*Page text*.
The City Planning Commission voted to recommend approval of a planned unit development (ZN8725) for Coastal Dunes LLC at 6753 State Highway 361, advancing the rezoning to City Council despite sustained public opposition centered on a vehicular beach access road, potential dune breaches and threats to wetlands and wildlife.

The City Planning Commission voted to recommend approval of zoning case ZN8725, a planned unit development (PUD) proposed by Coastal Dunes LLC for property at 6753 State Highway 361, sending the matter to City Council for final action.

Staff introduced the PUD as a mixed residential proposal that would include 99 single‑family lots and 32 townhouse lots with six common‑area amenities. Staff said the PUD includes two explicit deviations from the Unified Development Code (UDC): townhouse lots as small as 1,700 square feet and townhouse lot frontages reduced to 22 feet. Andrew Dimas (staff) told the commission the technical review committee had evaluated the plan, that the master site plan is “married” to the future plat, and that the proposal meets the UDC criteria the city uses to evaluate PUD requests. “We recommend approval of the rezoning,” staff said.

Neighbors mounted a broad, often emotional opposition during the public hearing. Melissa Heckmaster of Lost Colony Villas opened the block of speakers by saying, “We are here to voice our opposition to the current rezoning PUD being proposed,” and dozens of residents from Lost Colony Villas, Sandpiper, Seagull and other nearby communities raised consistent objections: the plan’s higher density and reduced lot widths would alter longtime neighborhood character; proposed homes sited close to existing boundaries would erode privacy; and the PUD as drawn embeds a vehicular beach access road that community members say would require cutting active dunes and increase storm‑surge and erosion risk.

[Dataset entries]
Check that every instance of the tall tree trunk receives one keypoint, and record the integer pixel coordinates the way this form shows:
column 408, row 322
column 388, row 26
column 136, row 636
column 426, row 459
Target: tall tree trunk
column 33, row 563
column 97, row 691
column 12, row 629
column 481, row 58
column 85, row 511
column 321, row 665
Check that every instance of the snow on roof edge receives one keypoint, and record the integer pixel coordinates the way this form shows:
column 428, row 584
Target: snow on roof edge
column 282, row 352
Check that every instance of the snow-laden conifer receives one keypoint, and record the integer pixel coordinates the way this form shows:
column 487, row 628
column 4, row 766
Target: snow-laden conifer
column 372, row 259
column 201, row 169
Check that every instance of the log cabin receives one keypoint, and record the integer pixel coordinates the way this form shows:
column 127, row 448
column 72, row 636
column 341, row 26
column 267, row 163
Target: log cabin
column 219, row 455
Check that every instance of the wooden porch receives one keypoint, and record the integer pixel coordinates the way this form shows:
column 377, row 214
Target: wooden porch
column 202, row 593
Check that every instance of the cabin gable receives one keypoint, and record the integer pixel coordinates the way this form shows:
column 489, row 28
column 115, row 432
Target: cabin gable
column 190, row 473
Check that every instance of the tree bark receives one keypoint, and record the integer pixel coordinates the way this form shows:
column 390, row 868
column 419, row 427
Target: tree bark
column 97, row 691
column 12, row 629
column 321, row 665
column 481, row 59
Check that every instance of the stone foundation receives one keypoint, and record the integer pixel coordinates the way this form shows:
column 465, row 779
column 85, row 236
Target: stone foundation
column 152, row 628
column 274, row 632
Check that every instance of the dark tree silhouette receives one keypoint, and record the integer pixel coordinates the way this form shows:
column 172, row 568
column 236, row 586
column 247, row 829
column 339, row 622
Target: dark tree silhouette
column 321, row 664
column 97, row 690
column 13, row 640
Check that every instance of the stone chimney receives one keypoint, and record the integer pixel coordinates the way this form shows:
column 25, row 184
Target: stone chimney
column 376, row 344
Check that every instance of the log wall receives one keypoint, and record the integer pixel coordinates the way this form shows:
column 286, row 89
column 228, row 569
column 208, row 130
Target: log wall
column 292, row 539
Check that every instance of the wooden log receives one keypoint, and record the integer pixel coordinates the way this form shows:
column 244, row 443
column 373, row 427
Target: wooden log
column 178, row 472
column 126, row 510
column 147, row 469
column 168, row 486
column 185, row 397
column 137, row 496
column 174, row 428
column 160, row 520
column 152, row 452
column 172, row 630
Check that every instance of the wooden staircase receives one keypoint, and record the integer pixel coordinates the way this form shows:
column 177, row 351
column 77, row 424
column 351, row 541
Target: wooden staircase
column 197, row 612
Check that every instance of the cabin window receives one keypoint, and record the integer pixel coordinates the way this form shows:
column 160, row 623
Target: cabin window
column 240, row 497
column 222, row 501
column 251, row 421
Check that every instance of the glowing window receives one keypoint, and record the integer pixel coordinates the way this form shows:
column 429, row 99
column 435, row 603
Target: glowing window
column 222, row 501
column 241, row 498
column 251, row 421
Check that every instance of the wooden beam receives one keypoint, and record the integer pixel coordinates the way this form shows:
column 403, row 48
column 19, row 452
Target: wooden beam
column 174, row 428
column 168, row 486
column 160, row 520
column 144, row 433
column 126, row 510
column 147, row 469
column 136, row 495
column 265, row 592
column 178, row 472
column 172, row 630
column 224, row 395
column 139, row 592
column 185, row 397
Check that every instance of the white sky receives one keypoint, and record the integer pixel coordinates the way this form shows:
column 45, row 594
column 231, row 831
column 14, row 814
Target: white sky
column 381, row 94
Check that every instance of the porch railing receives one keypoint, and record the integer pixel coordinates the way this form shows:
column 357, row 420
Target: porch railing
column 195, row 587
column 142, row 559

*Challenge 1*. In the zoning article, how many single-family lots would the planned unit development include?
*Challenge 2*. From the zoning article, repeat the part that opens with the words containing "The City Planning Commission voted to recommend approval of a" and closes with "wetlands and wildlife.".

*Finished answer 1*. 99 single-family lots.

*Finished answer 2*.
The City Planning Commission voted to recommend approval of a planned unit development (ZN8725) for Coastal Dunes LLC at 6753 State Highway 361, advancing the rezoning to City Council despite sustained public opposition centered on a vehicular beach access road, potential dune breaches and threats to wetlands and wildlife.